• **EXERCISE OBJECTIVE**
All records are to be restated word for word, with pictures excluded.

[Stored records]
☆ ☆ ☆ ☆ ☆ ☆ ☆

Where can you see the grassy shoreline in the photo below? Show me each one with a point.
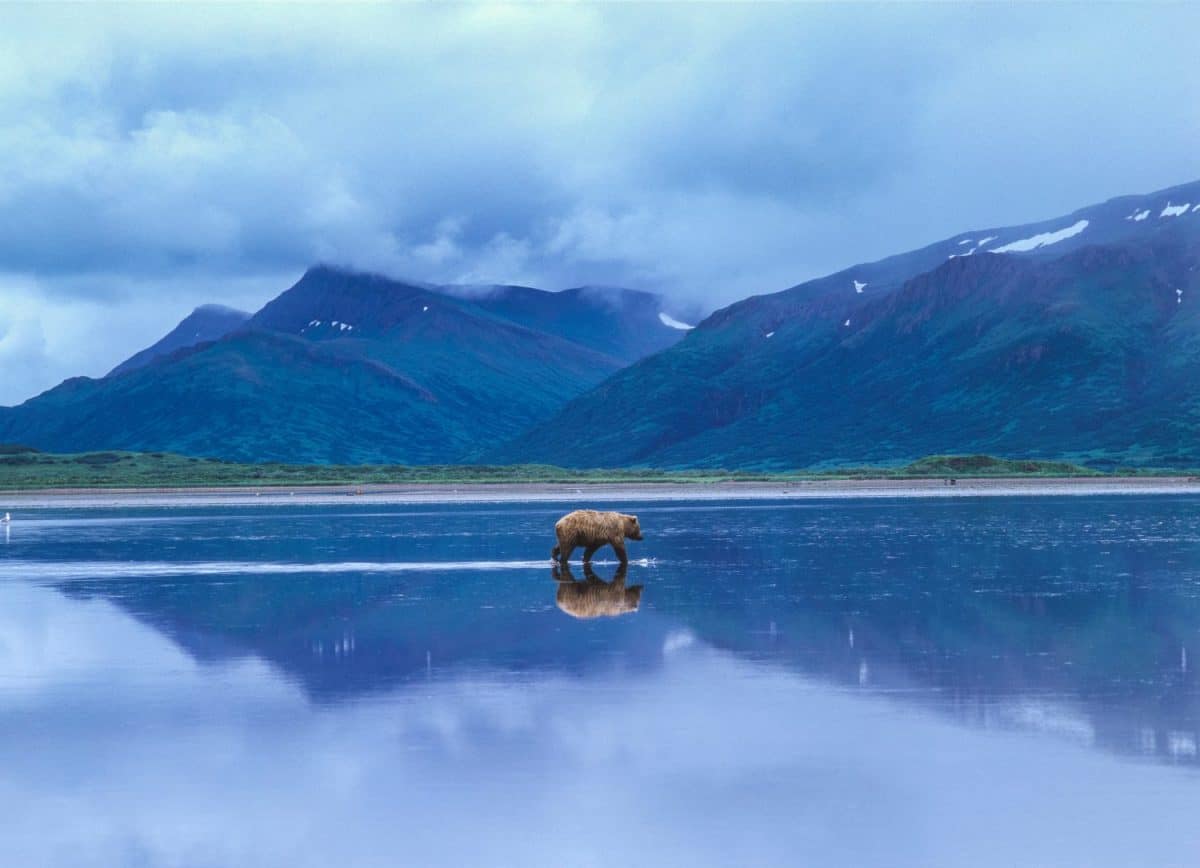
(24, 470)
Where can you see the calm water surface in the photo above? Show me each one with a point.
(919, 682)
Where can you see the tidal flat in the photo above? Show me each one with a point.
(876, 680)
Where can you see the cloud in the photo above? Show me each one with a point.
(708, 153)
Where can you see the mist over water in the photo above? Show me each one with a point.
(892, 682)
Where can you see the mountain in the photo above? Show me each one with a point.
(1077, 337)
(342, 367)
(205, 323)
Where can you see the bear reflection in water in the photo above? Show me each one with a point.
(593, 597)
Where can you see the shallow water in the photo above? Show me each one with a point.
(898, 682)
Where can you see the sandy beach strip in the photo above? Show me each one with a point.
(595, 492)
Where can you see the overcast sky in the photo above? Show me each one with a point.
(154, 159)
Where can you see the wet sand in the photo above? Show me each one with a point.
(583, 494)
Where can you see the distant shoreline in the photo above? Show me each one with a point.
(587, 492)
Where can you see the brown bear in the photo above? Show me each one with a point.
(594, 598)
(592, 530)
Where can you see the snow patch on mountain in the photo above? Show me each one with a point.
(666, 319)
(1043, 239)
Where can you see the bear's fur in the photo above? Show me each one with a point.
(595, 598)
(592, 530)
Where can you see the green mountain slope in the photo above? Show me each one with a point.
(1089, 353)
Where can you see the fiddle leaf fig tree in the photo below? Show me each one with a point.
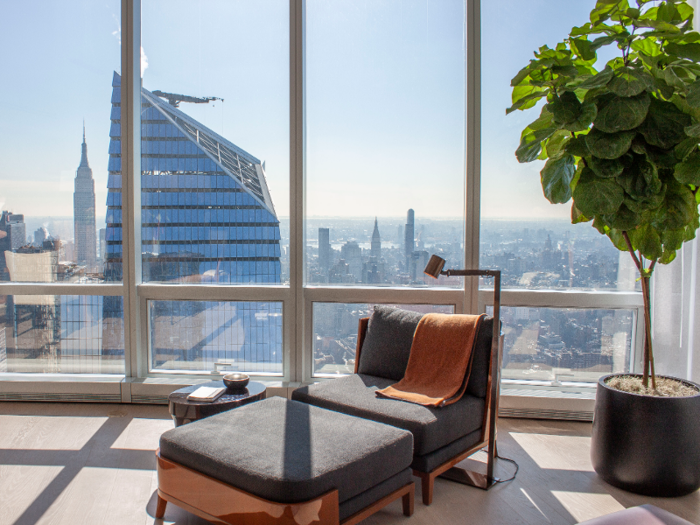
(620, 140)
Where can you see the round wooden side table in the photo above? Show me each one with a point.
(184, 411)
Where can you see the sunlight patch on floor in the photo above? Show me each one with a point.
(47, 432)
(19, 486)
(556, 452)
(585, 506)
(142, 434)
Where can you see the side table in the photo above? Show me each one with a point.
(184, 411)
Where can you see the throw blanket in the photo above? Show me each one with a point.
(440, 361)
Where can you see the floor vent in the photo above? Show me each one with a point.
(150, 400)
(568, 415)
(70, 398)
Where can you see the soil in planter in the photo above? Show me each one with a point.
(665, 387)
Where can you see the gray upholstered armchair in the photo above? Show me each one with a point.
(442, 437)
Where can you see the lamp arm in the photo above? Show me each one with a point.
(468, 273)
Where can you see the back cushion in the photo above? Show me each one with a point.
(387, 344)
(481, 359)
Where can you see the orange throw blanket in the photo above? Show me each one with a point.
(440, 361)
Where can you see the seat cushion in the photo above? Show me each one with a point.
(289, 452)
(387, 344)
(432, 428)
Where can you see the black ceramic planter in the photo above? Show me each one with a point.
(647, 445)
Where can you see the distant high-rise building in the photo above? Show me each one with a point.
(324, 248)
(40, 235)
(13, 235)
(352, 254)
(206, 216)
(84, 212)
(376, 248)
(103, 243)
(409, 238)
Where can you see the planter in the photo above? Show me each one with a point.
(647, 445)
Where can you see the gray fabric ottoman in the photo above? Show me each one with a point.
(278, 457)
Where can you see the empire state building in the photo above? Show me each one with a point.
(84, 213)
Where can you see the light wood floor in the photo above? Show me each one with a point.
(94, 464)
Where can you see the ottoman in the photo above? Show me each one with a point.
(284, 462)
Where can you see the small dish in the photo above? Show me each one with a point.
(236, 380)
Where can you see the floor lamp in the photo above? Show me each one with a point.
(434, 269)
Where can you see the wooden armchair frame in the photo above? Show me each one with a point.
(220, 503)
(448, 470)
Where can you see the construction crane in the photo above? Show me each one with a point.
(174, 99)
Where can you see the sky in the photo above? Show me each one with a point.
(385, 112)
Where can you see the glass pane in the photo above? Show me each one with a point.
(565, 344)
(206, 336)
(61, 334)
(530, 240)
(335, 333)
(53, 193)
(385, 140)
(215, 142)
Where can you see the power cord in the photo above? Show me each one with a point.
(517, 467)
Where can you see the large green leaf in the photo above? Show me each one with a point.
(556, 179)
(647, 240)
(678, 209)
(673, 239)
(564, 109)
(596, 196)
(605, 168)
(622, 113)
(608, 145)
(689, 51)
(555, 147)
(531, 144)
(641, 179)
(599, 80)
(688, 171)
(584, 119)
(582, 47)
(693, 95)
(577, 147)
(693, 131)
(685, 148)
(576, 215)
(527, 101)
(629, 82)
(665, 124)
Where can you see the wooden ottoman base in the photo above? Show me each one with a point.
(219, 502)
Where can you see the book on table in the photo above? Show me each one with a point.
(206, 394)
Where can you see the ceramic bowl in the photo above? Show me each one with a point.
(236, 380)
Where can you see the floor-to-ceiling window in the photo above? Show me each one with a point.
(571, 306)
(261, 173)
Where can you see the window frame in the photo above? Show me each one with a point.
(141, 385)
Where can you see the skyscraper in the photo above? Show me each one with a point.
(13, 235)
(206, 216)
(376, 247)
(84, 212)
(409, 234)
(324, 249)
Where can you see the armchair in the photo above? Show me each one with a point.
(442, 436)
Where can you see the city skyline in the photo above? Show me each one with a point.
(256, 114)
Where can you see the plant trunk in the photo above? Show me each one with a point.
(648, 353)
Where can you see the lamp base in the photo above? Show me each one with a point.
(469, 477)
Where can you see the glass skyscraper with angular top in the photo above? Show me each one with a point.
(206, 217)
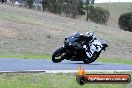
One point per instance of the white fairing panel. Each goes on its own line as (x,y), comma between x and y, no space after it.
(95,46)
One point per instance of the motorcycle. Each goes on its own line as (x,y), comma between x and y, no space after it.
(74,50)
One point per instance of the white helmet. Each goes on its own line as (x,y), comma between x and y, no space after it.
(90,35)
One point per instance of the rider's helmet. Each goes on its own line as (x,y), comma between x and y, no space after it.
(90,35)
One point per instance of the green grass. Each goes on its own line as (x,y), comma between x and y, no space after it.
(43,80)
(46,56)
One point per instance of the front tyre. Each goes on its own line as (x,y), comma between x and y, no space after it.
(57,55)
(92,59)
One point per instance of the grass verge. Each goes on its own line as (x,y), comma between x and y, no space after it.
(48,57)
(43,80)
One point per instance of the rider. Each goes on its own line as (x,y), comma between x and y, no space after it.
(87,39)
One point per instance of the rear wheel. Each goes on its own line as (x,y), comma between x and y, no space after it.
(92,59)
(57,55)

☆ ☆ ☆ ☆ ☆ ☆ ☆

• **SOLUTION TO THIS EXERCISE**
Where can you see the grassy shoreline in the photo below? Show me each one with a point.
(24, 470)
Where can you see the calm water surface in the photo above? Show me each one with a point.
(919, 682)
Where can you see the tidal flat in the photo above? Show me each one with a point.
(876, 680)
Where can you see the cloud in the photo above? Show me each one with a point.
(708, 153)
Where can you see the mist over water in the photo above? Show me each one with a point.
(892, 682)
Where can you see the mountain in the photo above? Show me each one with a point.
(1077, 337)
(342, 367)
(205, 323)
Where can you see the bear reflection in water in the photo above? Show me each one with a point.
(593, 597)
Where can you see the shallow water in the photo above? Show me each one with a point.
(898, 682)
Where can you see the sandy beach strip in the photo above? Show me each one with a point.
(595, 492)
Where can you see the overcast sky in the photo above? Show me each one with a point.
(154, 159)
Where can you see the wet sand in the photo above? Show me each one with a point.
(583, 494)
Where can you see the distant shoreline in the photo above? Show me each one with a point.
(587, 492)
Where can you see the brown bear in the photo above? Show me each one with a point.
(594, 598)
(592, 530)
Where can you see the snow patch on mountain in the photo above? Show me each one with a point.
(666, 319)
(1043, 239)
Where can you see the bear's fur in the photo above? Show me each one with a point.
(595, 598)
(592, 530)
Where can you see the green mountain slope in the photo above? Show me each one with a point.
(1089, 353)
Where can you see the fiddle leaf fig tree in the photo below? Show me each one with a point.
(620, 140)
Where can you see the round wooden side table in the photo above? Show me each one with a point.
(184, 411)
Where can you see the sunlight patch on floor in the photo above? Show me each one with a point.
(47, 432)
(19, 486)
(556, 452)
(585, 506)
(142, 434)
Where can you see the side table in the photo above? Show me each one with a point.
(184, 411)
Where can you see the throw blanket in the photo above? Show me each one with a point.
(440, 361)
Where can you see the floor vent in the photo above? Show me each one with a point.
(150, 400)
(568, 415)
(70, 398)
Where can you see the soil in planter in the photo above? Show me each one with a point.
(665, 387)
Where can you see the gray upholstered armchair in the photo above? Show me each one with a point.
(442, 437)
Where can you see the lamp arm in the photo above? Show me each one with a point.
(468, 273)
Where can you see the back cushion in the photo above? Show me each one with a point.
(387, 344)
(481, 359)
Where can you see the orange throw blanket in the photo above? Show me each one with a point.
(440, 361)
Where can you see the seat cushion in the photo above? Show me each one with a point.
(289, 452)
(387, 344)
(432, 428)
Where can you see the black ceramic planter in the photo above? Show me each one with a point.
(647, 445)
Where can you see the distant high-rise building in the photo above? Show me each one with a point.
(324, 248)
(40, 235)
(13, 235)
(352, 254)
(206, 216)
(84, 212)
(376, 248)
(103, 243)
(409, 238)
Where can you see the planter in the photo above? Show me each one with a point.
(647, 445)
Where can you see the gray fabric ottoman in the photo above? Show me each one with a point.
(278, 457)
Where can you see the empire state building in the photo above? Show me each one with a point.
(84, 213)
Where can you see the light wood floor in the photo above? Show me each one with a point.
(94, 464)
Where can you see the ottoman in the photo above? Show me each one with a point.
(284, 462)
Where can you see the small dish in the photo above? Show me each one with a point.
(236, 380)
Where can you see the floor lamp in the photo above? Show me each one with a point.
(434, 269)
Where can you see the wooden armchair frame in the photo above? Show me each one with a point.
(220, 503)
(448, 470)
Where can you see the construction crane in the photo above? Show me each one with a point.
(174, 99)
Where can you see the sky in the photo above? Show me each one with a point.
(385, 112)
Where can you see the glass pane in the photo above? Show me each one with a point.
(565, 344)
(206, 336)
(61, 334)
(530, 240)
(335, 333)
(53, 193)
(385, 140)
(215, 142)
Where can you see the power cord in the photo above? Show me each one with a point.
(517, 467)
Where can you see the large green leaf in the photo above? Show me each one with a point.
(556, 179)
(647, 240)
(678, 209)
(673, 239)
(564, 109)
(596, 196)
(605, 168)
(622, 113)
(608, 145)
(689, 51)
(555, 147)
(531, 144)
(641, 179)
(599, 80)
(688, 171)
(584, 119)
(582, 47)
(693, 95)
(577, 147)
(693, 131)
(685, 148)
(576, 215)
(527, 101)
(629, 82)
(665, 124)
Where can you see the wooden ottoman base in the photo above? Show me each one with a point.
(219, 502)
Where can you see the book on table in the photo above? Show me each one with a point.
(206, 394)
Where can you see the ceramic bowl in the photo above? Show me each one with a point.
(236, 380)
Where can you see the floor-to-ceiling window in the photo above? Show me each one with a point.
(571, 306)
(261, 173)
Where can you see the window frame in the photo above? Show me each one with a point.
(141, 385)
Where can you see the skyscraper in the photo above? Show me each one with a point.
(13, 235)
(206, 216)
(376, 247)
(84, 212)
(409, 234)
(324, 249)
Where can you see the armchair in the photo above? Show me each one with a point.
(442, 436)
Where can you see the city skyline in the photo above? Show me each one with a point.
(256, 114)
Where can you see the plant trunk in the photo above? Show me each one with a point.
(648, 353)
Where can you see the lamp base in the photo above? Show me each one with a point.
(469, 477)
Where can you see the glass skyscraper with angular top in the photo above? Show me each one with a point.
(206, 217)
One point per instance of the white fairing panel. Each goes on its own line as (x,y), comma between x and y, no space after it.
(95,46)
One point per instance of the motorcycle. Each goes on its own line as (x,y), comma between x and y, no space after it.
(74,50)
One point per instance of the white helmet. Each goes on its own line as (x,y), comma between x and y, no space after it.
(90,35)
One point per instance of the rider's helmet. Each goes on its own line as (x,y), comma between x and y, no space after it.
(90,35)
One point per instance of the green grass. Each goes on its own line as (x,y), comma between x and y, no space after it.
(43,80)
(46,56)
One point per instance of the front tyre. Each goes on its own line as (x,y), comma between x and y, no space after it.
(57,55)
(92,59)
One point per instance of the grass verge. Each goes on its own line as (x,y), comma between x and y, no space after it.
(48,57)
(43,80)
One point per instance of the rider. Each goes on its own line as (x,y), comma between x and y, no space after it.
(87,39)
One point per instance of the rear wheel. Each goes on its own line as (x,y), comma between x and y, no space after it.
(92,59)
(57,55)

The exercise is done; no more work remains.